* ABOUT THIS TASK
Please update the stretch of the Teva news item below from "Teva says US" through "disease treatment Azilect.", changing every "multiple sclerosis" to "MS", and write out that stretch in full.

Teva says US is investigating Copaxone marketing
Teva Pharmaceutical Industries said Monday the federal government is investigating its marketing of its multiple sclerosis drug Copaxone and Parkinson's disease treatment Azilect.
The Israeli drugmaker said the U.S. Attorney's Office for the Southern District of New York wants it to provide documents related to the marketing of the drugs from Jan. 1, 2006, to the present. It said the government is conducting a civil investigation into possible violations of the False Claims Act, a law that allows the government to collect damages reported by private citizens.
Teva Pharmaceutical Industries Ltd., the largest generic drug company in the world, also sells brand-name medications. The company reported $20.32 billion in revenue in 2013, and $4.33 billion of that total came from Copaxone, the world's biggest-selling multiple sclerosis treatment. Teva also reported $371 million in Azilect sales.
Citi Investment Research analyst Liav Abraham said the government has been conducting more False Claims Act investigations of drug companies in recent years. She said it's hard to predict how long the inquiry might last, although three to four years is typical. In many cases drug companies have paid fines to settle government investigations, but Abraham said it's not clear if Teva will do that, or how much the company would have to pay if it did so.
In 2012 Teva said the federal government was looking into allegations it paid bribes to government officials in Latin America.
Shares of Teva slipped 65 cents to $43.87 in morning trading.

* RECORDED INFORMATION
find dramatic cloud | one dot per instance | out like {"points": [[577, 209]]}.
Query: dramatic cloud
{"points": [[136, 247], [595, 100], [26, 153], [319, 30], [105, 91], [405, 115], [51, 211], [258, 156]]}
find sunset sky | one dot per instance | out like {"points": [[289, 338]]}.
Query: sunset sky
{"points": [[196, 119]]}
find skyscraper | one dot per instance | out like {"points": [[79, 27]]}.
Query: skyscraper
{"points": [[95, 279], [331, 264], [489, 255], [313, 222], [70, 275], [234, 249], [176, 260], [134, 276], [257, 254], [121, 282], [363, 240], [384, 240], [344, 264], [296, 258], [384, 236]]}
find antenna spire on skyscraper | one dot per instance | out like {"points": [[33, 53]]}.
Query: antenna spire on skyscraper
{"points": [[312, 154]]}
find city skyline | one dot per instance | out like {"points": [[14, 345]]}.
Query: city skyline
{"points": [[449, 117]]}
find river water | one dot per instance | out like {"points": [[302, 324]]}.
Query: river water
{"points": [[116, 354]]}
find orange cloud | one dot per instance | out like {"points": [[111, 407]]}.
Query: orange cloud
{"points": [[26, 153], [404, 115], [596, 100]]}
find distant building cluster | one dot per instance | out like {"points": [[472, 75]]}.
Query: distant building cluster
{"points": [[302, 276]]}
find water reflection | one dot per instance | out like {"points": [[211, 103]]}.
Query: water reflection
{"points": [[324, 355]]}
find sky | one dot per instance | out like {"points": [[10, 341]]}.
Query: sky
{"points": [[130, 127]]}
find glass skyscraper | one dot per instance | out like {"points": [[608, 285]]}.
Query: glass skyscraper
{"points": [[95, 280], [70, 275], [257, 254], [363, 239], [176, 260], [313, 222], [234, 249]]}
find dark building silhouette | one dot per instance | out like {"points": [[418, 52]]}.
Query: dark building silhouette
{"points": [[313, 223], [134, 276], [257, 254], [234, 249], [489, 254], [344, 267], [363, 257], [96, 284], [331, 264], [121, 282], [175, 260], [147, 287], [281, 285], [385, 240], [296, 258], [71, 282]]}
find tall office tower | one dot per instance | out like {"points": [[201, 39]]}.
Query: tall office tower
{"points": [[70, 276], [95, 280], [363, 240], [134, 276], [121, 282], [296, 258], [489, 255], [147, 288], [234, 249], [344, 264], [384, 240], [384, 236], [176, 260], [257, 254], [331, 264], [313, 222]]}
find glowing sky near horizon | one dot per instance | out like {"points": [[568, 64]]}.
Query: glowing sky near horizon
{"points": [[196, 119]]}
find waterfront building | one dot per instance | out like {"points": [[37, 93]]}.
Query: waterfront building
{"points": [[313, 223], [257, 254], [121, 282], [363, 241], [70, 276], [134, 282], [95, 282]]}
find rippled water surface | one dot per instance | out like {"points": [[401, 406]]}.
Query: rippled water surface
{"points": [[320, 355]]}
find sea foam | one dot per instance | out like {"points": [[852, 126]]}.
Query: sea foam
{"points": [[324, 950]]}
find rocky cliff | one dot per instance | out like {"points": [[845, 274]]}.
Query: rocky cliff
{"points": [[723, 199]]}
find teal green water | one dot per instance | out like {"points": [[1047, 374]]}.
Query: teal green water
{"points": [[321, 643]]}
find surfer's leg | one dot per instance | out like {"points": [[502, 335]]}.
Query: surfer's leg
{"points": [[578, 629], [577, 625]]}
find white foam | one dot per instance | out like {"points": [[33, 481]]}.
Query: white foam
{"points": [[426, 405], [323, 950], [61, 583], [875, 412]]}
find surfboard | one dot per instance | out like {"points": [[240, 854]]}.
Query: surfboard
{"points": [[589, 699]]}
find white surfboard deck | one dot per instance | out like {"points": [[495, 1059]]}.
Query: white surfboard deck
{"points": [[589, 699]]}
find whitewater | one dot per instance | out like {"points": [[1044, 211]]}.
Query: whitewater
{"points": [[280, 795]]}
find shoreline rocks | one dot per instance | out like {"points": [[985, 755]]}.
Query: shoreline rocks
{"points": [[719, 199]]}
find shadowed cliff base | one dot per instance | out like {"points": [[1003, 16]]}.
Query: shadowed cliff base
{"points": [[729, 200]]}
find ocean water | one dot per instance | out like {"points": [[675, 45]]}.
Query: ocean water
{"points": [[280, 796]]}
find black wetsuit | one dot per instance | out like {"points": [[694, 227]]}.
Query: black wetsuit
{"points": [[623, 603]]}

* EXERCISE OUTPUT
Teva says US is investigating Copaxone marketing
Teva Pharmaceutical Industries said Monday the federal government is investigating its marketing of its MS drug Copaxone and Parkinson's disease treatment Azilect.